Rows from a dataset of pointing entries
>> Begin

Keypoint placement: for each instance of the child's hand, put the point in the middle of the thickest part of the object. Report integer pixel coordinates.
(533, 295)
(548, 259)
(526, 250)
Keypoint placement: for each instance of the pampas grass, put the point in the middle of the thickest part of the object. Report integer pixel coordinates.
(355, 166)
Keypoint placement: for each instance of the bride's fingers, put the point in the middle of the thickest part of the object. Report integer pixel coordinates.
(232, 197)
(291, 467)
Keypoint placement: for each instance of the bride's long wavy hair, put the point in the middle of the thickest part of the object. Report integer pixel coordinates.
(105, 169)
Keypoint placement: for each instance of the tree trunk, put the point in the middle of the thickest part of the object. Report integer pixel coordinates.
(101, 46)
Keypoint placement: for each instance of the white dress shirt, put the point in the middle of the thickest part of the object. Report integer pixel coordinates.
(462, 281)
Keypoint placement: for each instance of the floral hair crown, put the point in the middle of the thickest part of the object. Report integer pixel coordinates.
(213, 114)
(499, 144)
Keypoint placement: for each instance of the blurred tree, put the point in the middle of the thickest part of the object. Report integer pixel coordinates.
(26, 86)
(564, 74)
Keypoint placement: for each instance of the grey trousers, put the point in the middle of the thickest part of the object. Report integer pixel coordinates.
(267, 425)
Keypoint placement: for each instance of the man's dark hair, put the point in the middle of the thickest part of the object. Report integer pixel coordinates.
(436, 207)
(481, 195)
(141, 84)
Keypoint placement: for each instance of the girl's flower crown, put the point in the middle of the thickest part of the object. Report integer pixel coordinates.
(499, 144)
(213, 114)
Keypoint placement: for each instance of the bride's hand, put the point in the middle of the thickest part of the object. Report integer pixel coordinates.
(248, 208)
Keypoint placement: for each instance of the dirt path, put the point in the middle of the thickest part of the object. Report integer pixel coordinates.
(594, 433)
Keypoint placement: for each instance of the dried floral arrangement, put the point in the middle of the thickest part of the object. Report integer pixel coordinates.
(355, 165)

>> End

Can you rewrite every line of the entries above as a numbered list, leaving out any blank lines?

1. Keypoint placement: for each instance of the child's hand, put the point in the middle of the thickest part of the object. Report integer pixel coordinates.
2. (533, 295)
3. (548, 259)
4. (526, 250)
5. Keypoint placement: for each instance of the pampas grass, put the point in the middle of the thickest part of the object. Report integer pixel coordinates.
6. (355, 166)
7. Keypoint placement: for each instance of the bride's fingers, put the point in the middle of the thickest part of the object. Report integer pixel coordinates.
8. (232, 197)
9. (291, 467)
10. Keypoint placement: for each instance of the bride's long wavy hair, put the point in the middle of the thickest part of the object. Report integer pixel coordinates.
11. (105, 169)
12. Keypoint placement: for each instance of the tree trunk, put the point in the middle of the thickest part of the object. Report integer pixel coordinates.
13. (101, 46)
14. Keypoint placement: for each instance of the white dress shirt, put the point in the middle of the thickest part of the object. Report integer pixel coordinates.
15. (462, 281)
16. Keypoint placement: for each instance of the floral hair crown, put the point in the middle of the thickest part of the object. Report integer pixel coordinates.
17. (213, 114)
18. (499, 144)
19. Keypoint placement: for each instance of the blurred tree, put the point in the middle of the thickest part of the object. Report integer pixel coordinates.
20. (26, 86)
21. (564, 74)
22. Keypoint placement: for each instance of the grey trousers, put the point in the middle of the thickest part of the object. Report integer pixel coordinates.
23. (267, 425)
24. Keypoint placement: for each instance of the man's dark hair, put the point in the middle of the thickest part of the object. Report integer pixel coordinates.
25. (436, 207)
26. (481, 195)
27. (141, 84)
28. Keypoint placement: for each instance of the girl's flower crown, put the point in the middle of the thickest part of the object. Report integer pixel coordinates.
29. (499, 144)
30. (213, 114)
31. Keypoint placement: for each instance of the bride's hand, put the point in the middle of the thickest part of the object. Report integer pixel coordinates.
32. (248, 208)
33. Keypoint placement: for each instance of the dirt path, put the point in the middle of the thickest part of the object. Report integer pixel coordinates.
34. (594, 433)
35. Keypoint placement: for each instance of the dried floral arrangement, put the point in the middle of the thickest part of the object. Report integer pixel coordinates.
36. (355, 165)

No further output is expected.